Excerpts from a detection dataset
— START —

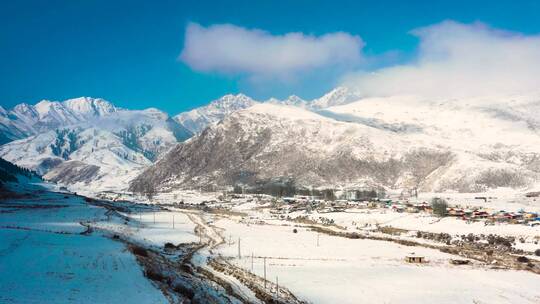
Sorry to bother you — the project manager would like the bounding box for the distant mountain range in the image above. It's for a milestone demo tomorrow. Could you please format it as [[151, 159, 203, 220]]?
[[131, 96, 540, 192], [0, 97, 192, 189], [4, 87, 540, 192]]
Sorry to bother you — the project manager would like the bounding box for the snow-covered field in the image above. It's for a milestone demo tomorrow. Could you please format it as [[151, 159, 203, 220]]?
[[211, 219, 540, 303], [0, 193, 167, 303]]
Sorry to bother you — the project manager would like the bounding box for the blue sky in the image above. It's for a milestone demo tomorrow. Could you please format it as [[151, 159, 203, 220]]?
[[0, 0, 540, 114]]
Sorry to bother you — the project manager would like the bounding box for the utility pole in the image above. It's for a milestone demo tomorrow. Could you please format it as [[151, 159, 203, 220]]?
[[276, 276, 279, 300], [238, 238, 242, 259], [263, 257, 266, 290]]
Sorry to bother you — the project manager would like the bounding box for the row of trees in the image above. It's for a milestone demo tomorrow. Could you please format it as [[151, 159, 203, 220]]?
[[233, 180, 386, 200]]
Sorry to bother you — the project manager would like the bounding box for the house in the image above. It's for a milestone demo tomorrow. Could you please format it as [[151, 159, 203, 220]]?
[[405, 254, 426, 263]]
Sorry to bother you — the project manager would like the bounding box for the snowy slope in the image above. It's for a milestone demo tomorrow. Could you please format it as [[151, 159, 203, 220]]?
[[132, 96, 540, 192], [132, 103, 451, 190], [0, 98, 191, 190], [174, 94, 257, 134], [0, 97, 118, 141]]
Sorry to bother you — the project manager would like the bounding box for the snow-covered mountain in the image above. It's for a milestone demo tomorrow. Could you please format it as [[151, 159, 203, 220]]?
[[309, 87, 362, 110], [0, 97, 119, 144], [174, 87, 360, 134], [0, 97, 192, 189], [131, 96, 540, 192], [174, 94, 258, 134]]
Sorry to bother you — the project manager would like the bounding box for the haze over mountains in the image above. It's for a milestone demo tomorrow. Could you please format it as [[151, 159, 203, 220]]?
[[0, 88, 540, 192]]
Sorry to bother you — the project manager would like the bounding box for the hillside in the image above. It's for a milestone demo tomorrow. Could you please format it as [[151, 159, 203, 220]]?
[[131, 97, 540, 192]]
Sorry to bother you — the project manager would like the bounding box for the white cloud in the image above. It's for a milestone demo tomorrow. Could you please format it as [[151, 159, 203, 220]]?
[[180, 23, 364, 79], [344, 21, 540, 97]]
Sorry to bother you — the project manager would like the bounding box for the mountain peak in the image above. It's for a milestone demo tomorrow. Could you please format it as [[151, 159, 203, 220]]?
[[63, 97, 118, 117], [311, 87, 361, 109]]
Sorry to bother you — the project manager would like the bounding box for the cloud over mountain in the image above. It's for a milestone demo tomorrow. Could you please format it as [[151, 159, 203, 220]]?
[[180, 23, 364, 78], [344, 21, 540, 97]]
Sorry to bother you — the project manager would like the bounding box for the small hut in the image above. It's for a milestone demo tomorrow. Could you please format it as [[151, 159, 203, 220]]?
[[405, 254, 426, 264]]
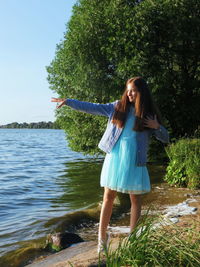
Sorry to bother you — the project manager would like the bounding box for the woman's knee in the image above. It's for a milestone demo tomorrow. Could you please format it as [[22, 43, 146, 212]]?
[[103, 188, 117, 202], [130, 194, 142, 205]]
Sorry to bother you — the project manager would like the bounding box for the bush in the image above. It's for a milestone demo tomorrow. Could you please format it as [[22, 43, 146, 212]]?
[[164, 138, 200, 189], [103, 216, 200, 267]]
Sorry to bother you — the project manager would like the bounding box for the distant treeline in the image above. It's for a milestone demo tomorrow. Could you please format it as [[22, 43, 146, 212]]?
[[0, 121, 60, 129]]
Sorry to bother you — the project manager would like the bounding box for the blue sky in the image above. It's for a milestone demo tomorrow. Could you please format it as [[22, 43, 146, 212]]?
[[0, 0, 76, 125]]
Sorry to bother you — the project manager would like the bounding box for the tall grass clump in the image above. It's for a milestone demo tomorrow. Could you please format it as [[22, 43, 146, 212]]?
[[103, 218, 200, 267], [164, 138, 200, 189]]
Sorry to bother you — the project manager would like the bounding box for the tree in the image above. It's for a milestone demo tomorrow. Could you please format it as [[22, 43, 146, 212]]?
[[47, 0, 200, 156]]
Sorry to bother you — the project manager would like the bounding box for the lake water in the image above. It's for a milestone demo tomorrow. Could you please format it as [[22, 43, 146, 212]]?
[[0, 129, 102, 256]]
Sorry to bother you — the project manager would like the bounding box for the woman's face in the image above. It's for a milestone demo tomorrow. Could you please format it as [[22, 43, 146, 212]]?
[[126, 83, 137, 103]]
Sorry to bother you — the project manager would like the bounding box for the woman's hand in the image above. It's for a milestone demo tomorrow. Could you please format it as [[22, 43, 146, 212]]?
[[51, 97, 66, 108], [144, 115, 160, 129]]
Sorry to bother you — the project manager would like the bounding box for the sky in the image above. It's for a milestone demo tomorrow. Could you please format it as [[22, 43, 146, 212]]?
[[0, 0, 76, 125]]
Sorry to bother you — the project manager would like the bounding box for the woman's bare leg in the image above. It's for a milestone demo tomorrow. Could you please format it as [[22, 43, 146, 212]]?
[[99, 187, 117, 241], [129, 194, 142, 232]]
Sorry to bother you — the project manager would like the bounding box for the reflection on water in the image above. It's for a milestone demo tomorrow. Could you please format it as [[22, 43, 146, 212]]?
[[51, 159, 103, 210]]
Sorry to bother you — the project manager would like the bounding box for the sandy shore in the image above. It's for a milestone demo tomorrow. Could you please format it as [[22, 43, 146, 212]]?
[[27, 196, 200, 267]]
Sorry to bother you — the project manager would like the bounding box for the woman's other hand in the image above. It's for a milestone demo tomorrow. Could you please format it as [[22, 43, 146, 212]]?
[[51, 97, 66, 108], [144, 115, 160, 129]]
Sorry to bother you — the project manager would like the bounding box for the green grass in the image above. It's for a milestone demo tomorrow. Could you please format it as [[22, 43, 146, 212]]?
[[164, 138, 200, 189], [101, 217, 200, 267]]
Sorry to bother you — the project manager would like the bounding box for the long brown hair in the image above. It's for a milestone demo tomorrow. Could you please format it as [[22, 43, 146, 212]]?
[[112, 77, 161, 131]]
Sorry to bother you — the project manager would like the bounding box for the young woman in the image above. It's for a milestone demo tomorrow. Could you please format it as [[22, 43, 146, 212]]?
[[52, 77, 169, 252]]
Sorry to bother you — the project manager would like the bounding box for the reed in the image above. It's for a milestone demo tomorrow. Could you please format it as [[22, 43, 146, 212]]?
[[102, 216, 200, 267]]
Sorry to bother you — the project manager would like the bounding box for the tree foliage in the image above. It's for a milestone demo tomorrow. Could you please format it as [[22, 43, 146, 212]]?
[[47, 0, 200, 153]]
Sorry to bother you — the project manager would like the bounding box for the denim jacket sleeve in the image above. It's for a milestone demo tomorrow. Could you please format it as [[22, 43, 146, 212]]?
[[152, 125, 169, 143], [65, 99, 115, 117]]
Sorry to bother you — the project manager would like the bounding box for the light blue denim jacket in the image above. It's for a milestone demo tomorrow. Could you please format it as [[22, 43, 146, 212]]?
[[65, 99, 169, 166]]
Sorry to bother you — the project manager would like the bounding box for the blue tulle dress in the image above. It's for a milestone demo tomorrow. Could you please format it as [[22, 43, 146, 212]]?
[[100, 108, 151, 194]]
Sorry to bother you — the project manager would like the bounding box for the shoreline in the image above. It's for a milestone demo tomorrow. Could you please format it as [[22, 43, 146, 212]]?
[[26, 196, 200, 267], [25, 192, 200, 267], [1, 186, 200, 267]]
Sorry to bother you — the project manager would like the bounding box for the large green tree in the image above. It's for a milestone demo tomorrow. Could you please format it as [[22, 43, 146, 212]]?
[[47, 0, 200, 156]]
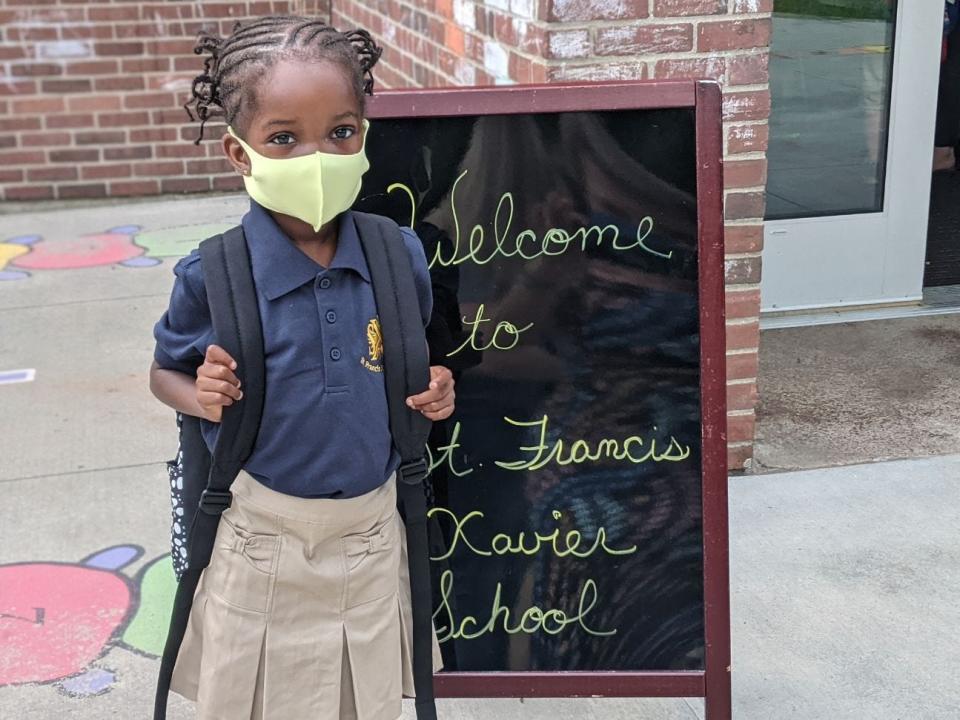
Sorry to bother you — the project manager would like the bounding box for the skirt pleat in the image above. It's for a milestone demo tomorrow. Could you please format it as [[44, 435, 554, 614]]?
[[171, 473, 440, 720]]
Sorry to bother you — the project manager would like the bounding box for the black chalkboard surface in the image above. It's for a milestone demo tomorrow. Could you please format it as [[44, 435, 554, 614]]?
[[357, 84, 725, 712]]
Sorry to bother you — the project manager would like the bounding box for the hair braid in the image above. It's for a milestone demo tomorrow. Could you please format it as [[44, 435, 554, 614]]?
[[184, 15, 383, 145]]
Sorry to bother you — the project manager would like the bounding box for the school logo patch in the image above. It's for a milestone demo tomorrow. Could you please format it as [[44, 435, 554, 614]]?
[[360, 318, 383, 372]]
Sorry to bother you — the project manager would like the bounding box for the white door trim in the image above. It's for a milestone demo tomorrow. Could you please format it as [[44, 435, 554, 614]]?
[[761, 0, 943, 312]]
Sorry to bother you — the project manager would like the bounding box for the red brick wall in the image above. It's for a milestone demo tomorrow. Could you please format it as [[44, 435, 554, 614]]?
[[332, 0, 773, 468], [0, 0, 329, 200]]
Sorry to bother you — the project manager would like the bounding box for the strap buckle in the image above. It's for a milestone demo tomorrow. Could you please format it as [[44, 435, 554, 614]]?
[[200, 488, 233, 515], [397, 458, 430, 485]]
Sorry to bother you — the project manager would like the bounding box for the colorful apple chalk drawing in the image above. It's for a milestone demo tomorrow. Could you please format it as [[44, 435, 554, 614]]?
[[0, 545, 176, 697], [0, 223, 232, 281]]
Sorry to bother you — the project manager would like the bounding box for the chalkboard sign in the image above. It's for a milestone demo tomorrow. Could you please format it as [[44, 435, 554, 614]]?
[[357, 83, 729, 717]]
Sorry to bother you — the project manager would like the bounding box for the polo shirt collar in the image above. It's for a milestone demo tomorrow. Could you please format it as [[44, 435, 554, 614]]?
[[242, 200, 370, 300]]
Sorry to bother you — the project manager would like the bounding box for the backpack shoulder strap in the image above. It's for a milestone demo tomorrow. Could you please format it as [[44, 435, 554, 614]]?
[[200, 225, 266, 511], [353, 212, 437, 720], [353, 212, 432, 465], [153, 226, 266, 720]]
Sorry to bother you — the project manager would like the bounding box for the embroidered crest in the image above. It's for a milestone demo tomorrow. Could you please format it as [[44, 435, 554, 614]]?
[[360, 318, 383, 372]]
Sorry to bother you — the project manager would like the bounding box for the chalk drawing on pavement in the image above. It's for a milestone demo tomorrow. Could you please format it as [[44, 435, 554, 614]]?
[[0, 223, 232, 281], [0, 545, 176, 697], [0, 368, 37, 385]]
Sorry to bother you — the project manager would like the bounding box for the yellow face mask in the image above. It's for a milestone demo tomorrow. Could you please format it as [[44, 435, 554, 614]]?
[[227, 120, 370, 232]]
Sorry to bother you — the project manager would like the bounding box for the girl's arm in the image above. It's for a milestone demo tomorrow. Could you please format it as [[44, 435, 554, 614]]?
[[150, 345, 243, 422], [150, 360, 210, 420]]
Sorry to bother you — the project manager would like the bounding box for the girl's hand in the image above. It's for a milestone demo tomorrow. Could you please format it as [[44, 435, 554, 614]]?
[[196, 345, 243, 422], [407, 365, 456, 420]]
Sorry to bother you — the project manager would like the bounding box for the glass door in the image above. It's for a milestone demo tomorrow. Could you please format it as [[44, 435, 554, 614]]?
[[762, 0, 943, 311]]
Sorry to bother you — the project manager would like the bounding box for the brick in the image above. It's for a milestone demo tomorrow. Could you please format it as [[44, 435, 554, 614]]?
[[130, 128, 180, 143], [0, 150, 46, 167], [723, 159, 767, 190], [653, 57, 727, 80], [97, 112, 150, 127], [60, 24, 113, 40], [133, 160, 183, 177], [67, 94, 121, 112], [727, 444, 753, 471], [140, 2, 195, 20], [46, 115, 93, 128], [124, 93, 177, 110], [723, 225, 763, 253], [730, 0, 773, 14], [723, 90, 770, 122], [10, 63, 63, 77], [0, 45, 29, 60], [80, 164, 133, 180], [724, 257, 760, 285], [727, 412, 757, 443], [213, 173, 243, 192], [103, 145, 153, 160], [87, 4, 140, 22], [727, 320, 760, 350], [0, 117, 42, 132], [20, 132, 70, 147], [697, 19, 770, 52], [13, 98, 67, 115], [66, 60, 120, 77], [545, 0, 649, 22], [725, 288, 760, 320], [727, 382, 757, 410], [40, 78, 93, 93], [76, 130, 127, 145], [547, 61, 647, 82], [160, 178, 210, 193], [724, 192, 766, 221], [50, 148, 100, 163], [93, 40, 144, 57], [727, 352, 760, 381], [110, 180, 160, 197], [727, 52, 770, 85], [145, 38, 196, 57], [27, 166, 78, 182], [93, 75, 146, 92], [57, 183, 107, 200], [653, 0, 727, 17], [0, 80, 36, 97], [3, 185, 53, 200], [547, 30, 593, 59], [595, 24, 693, 55], [727, 124, 770, 155], [120, 57, 170, 73], [6, 25, 60, 44]]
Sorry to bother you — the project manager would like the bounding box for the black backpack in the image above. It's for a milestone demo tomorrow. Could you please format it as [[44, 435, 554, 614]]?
[[153, 212, 437, 720]]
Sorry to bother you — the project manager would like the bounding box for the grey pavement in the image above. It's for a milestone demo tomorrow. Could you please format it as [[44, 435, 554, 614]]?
[[0, 197, 960, 720]]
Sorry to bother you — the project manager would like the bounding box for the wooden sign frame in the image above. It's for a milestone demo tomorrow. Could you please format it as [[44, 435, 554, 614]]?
[[369, 81, 731, 720]]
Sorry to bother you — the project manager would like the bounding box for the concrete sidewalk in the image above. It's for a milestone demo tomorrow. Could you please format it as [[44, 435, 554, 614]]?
[[0, 197, 960, 720]]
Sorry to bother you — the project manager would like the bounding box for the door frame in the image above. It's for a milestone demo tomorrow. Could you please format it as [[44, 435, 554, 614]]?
[[761, 0, 943, 314]]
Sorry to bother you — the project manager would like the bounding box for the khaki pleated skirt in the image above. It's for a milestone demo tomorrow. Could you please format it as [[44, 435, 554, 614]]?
[[171, 473, 440, 720]]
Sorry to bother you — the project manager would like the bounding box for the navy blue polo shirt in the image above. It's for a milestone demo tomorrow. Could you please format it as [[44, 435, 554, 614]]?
[[154, 202, 433, 498]]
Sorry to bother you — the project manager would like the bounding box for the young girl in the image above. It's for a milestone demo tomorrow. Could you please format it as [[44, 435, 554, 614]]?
[[150, 17, 454, 720]]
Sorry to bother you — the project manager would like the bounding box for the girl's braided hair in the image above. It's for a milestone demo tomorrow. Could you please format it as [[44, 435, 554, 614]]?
[[184, 15, 383, 145]]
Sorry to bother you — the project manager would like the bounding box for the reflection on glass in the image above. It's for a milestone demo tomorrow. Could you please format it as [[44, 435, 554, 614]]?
[[359, 110, 704, 671], [767, 0, 896, 219]]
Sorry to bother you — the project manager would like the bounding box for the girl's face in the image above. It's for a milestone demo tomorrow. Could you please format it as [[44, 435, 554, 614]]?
[[223, 59, 363, 174]]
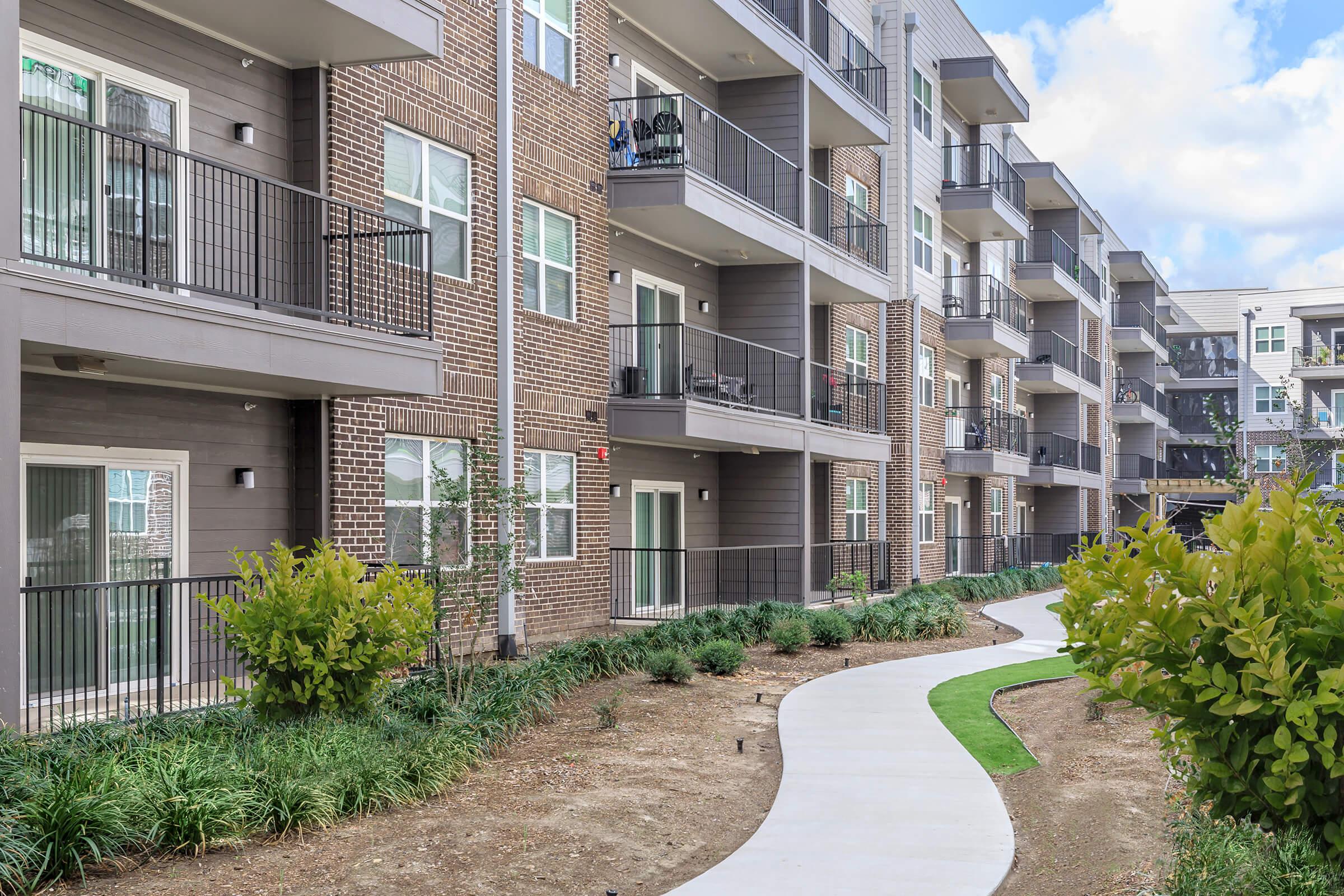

— END —

Duplicate verbatim the lines starting at the one containing "the woman's other" and ending at the one containing "[[152, 125, 169, 143], [65, 99, 115, 117]]".

(Exercise output)
Sorry to bother you — the project manager would like the bounding box for the woman's other hand in the image above. It's for a milestone demo tomorrow. Could you please format it as [[22, 43, 146, 212]]?
[[51, 97, 66, 108], [144, 115, 160, 129]]
Sorry to bother you — the project manager would like the bounding box for the green grass in the image above. It's for a milestone demo tomorrow. Could you please format it as [[22, 43, 146, 212]]?
[[164, 138, 200, 189], [101, 217, 200, 267]]
Sorry to bother you — the project manager would like the bounding box for the long brown hair in the image above. It's for a milestone demo tomorrow. Could you please format it as [[22, 43, 146, 212]]?
[[112, 77, 161, 131]]
Sorry to bother you — the project manager would like the bounding box for the young woman in the image above. It's for a milestone demo tomorrow. Could you please format it as [[22, 43, 146, 212]]?
[[52, 77, 169, 252]]
Sorry to bother you — the project manager would like the bounding box for the reed in the image above. It's for a milestone demo tomorrow. Could you please format it as [[22, 43, 146, 212]]?
[[102, 216, 200, 267]]
Sorry to bother you — the project manager would like the bounding box for the tree foliage in the image above. It's for a milestone demo tomorrow. Could you please format it as [[22, 43, 146, 212]]?
[[47, 0, 200, 153]]
Sorry to bother you — the project manager would like the bounding box for the denim jacket sleeve in the image above. It's for a milestone demo tomorrow. Could you please format it as [[22, 43, 146, 212]]?
[[152, 125, 169, 143], [65, 99, 115, 117]]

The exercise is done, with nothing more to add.